### EXERCISE
Pull out every line from the listing that has the word "blurred".
*** SUPPLIED RECORDS ***
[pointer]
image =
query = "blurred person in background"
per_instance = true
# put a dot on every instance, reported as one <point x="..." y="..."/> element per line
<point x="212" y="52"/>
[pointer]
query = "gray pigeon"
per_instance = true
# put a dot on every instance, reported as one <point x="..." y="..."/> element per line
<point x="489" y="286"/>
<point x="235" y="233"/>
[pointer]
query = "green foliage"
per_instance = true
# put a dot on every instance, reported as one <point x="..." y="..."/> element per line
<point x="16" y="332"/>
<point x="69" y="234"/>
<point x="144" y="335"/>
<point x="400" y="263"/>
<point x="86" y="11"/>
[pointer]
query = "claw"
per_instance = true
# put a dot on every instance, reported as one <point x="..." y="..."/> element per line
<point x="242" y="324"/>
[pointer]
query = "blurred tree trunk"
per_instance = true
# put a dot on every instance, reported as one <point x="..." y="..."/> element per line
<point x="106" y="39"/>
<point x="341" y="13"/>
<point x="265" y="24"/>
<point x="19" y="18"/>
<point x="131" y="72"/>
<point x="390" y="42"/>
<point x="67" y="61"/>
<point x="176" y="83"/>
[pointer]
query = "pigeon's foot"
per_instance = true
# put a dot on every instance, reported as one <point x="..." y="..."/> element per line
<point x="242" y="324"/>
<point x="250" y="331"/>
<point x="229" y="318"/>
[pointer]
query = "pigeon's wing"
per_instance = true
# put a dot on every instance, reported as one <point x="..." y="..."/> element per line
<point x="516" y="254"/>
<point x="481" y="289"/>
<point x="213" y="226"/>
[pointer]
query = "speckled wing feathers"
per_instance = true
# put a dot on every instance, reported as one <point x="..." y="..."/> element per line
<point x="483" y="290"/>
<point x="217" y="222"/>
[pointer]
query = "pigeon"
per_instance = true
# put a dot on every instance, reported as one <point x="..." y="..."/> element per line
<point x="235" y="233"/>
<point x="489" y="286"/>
*** End of SUPPLIED RECORDS ***
### RESULT OF THIS EXERCISE
query = "blurred person in background"
query = "blurred tree trunk"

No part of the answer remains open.